→ **Challenges**:
A. Answer these questions about the forum thread on disposing of sensitive military data:
(i) Where are the industrial shredders that Occam mentions located?
(ii) Which reporter and news outlet are credited for the quoted article?
(iii) According to the last post, what two steps make up the proper disposal process?
B. Reproduce the part of the forum thread on disposing of military data starting at "Will it Blend?" and ending at "and major bases.".
C. Carry on the forum thread about disposing of sensitive military data from where it stops.

→ **Text to read**:

______________________________

# Information Management - DND Security Risk Related to Information Disposal



## McG (10 Jan 2014)

> *Security gaps found in destruction of top-secret military data*
> Defence department overhauling policy on disposal of sensitive information after troubling audit
> Kathleen Harris, CBC News
> 09 January 2014
> ...


http://www.cbc.ca/news/politics/security-gaps-found-in-destruction-of-top-secret-military-data-1.2490752


----------



## Colin Parkinson (10 Jan 2014)

10 privates with sledge hammers and cutting torches would make short work of those hard drives and would have fun doing it.


----------



## Occam (10 Jan 2014)

The industrial shredders located at 7 CFSD in Edmonton and 25 CFSD in Montreal would be well-suited to mass destruction of hard drives.  You can feed them anything up to the size of an oil drum, and nothing comes out the other side larger than 1" by 1".


----------



## George Wallace (10 Jan 2014)

Occam said:
			
		

> ...... and nothing comes out the other side larger than 1" by 1".



I don't think 1" by 1" will meet the specs.  It has to be much smaller.   >


----------



## Occam (10 Jan 2014)

George Wallace said:
			
		

> I don't think 1" by 1" will meet the specs.  It has to be much smaller.   >



How small?  If we need something smaller than 1 x 1, we just tell them to send it through multiple times until it's suitably pulverized.


----------



## q_1966 (10 Jan 2014)

Couldn't find a Harddrive in a blender video so here's an Ipad.

Will it Blend? by Blendtech
http://www.youtube.com/watch?v=lAl28d6tbko&list=PL5B2372870FCE5A72&feature=c4-overview-vl


----------



## RADOPSIGOPACCISOP (12 Jan 2014)

There are industrial shredders used for HD disposal at most ASU and major bases.

The problem is local IT Help Desks are unaware and either try their own, unapproved, methods of disposal or they don't know what to do and just pile them into growing farms of secure cabinets hoping that someone someday will know what to do with them.

The proper process involves a degaussing and industrial shredding (by an RCMP approved shredder).

If you are on a base without them, I suggest getting in touch with ASU IT support and getting the information on where to send them. Box them up, and either courier them (preferred for classified material) or have them sent through proper Canada Post channels.

______________________________

→ **Stored rows**:
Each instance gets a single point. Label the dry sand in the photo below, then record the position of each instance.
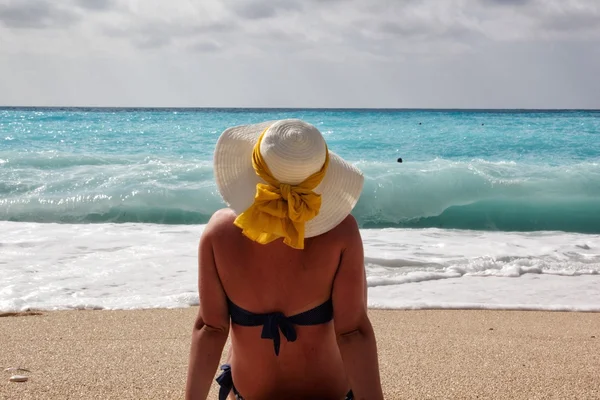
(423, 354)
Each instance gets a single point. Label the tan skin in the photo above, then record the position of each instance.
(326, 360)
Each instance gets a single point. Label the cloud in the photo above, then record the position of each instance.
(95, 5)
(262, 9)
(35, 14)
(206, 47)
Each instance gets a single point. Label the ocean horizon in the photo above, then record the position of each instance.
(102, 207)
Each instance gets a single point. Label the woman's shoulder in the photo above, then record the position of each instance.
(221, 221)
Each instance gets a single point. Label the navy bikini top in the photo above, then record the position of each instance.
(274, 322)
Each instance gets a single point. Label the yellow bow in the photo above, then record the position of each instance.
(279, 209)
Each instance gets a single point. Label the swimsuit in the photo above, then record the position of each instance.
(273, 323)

______________________________

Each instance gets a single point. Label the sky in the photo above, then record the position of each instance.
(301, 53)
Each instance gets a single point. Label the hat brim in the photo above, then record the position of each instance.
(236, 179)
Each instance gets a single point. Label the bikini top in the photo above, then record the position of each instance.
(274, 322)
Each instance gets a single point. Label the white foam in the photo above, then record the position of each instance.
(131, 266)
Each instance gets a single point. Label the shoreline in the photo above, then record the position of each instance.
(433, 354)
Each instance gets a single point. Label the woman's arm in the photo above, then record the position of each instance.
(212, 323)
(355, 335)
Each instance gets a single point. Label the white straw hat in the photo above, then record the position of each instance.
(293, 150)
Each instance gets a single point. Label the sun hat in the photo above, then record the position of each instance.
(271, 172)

______________________________

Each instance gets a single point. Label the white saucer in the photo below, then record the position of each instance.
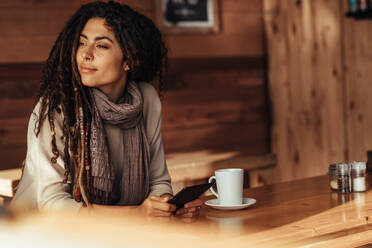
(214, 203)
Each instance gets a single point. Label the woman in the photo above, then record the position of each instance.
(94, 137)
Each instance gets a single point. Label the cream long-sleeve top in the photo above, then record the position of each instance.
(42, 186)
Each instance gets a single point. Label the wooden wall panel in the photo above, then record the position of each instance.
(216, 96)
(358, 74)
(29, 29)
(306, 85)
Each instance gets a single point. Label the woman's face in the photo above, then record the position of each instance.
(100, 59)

______________________________

→ **Answers by task**:
A.
(i) At 7 CFSD in Edmonton and 25 CFSD in Montreal.
(ii) Kathleen Harris, CBC News.
(iii) Degaussing and industrial shredding by an RCMP-approved shredder.

B.
Will it Blend? by Blendtech
http://www.youtube.com/watch?v=lAl28d6tbko&list=PL5B2372870FCE5A72&feature=c4-overview-vl


----------



## RADOPSIGOPACCISOP (12 Jan 2014)

There are industrial shredders used for HD disposal at most ASU and major bases.

C.
Other than that, the biggest problem we have in the CF is keeping track of our IT data storage. We ought to have a enterprise solution to track classified HD, USB sticks, CDs and everything else. Then we could follow them from creation to disposal. 

Otherwise everytime someone burns classified documents to a cd, they've created a espionage treasure trove that looks like every other silver disc laying around. It's horrifyingly concerning.


----------



## Occam (12 Jan 2014)

RADOPSIGOPACISSOP said:
			
		

> Other than that, the biggest problem we have in the CF is keeping track of our IT data storage. We ought to have a enterprise solution to track classified HD, USB sticks, CDs and everything else. Then we could follow them from creation to disposal.



That's an amazing idea.  We could call it "assyst".


----------



## RADOPSIGOPACCISOP (12 Jan 2014)

Occam said:
			
		

> That's an amazing idea.  We could call it "assyst".



Which is a dismal failure for tracking. It's nothing more than a glorified work ticket program and it's a badly designed one at that.

A web client where users could log things would have much more use than one where they have to go through the help desk every time they burn a cd.


----------



## Occam (12 Jan 2014)

Using a more complex tool will simply increase the likelihood that CFNOC will send a work ticket to the wrong desk.   ;D

Maybe we could get the SAP programmers to do something in DRMIS for us?  (Yes, I'm being sarcastic.)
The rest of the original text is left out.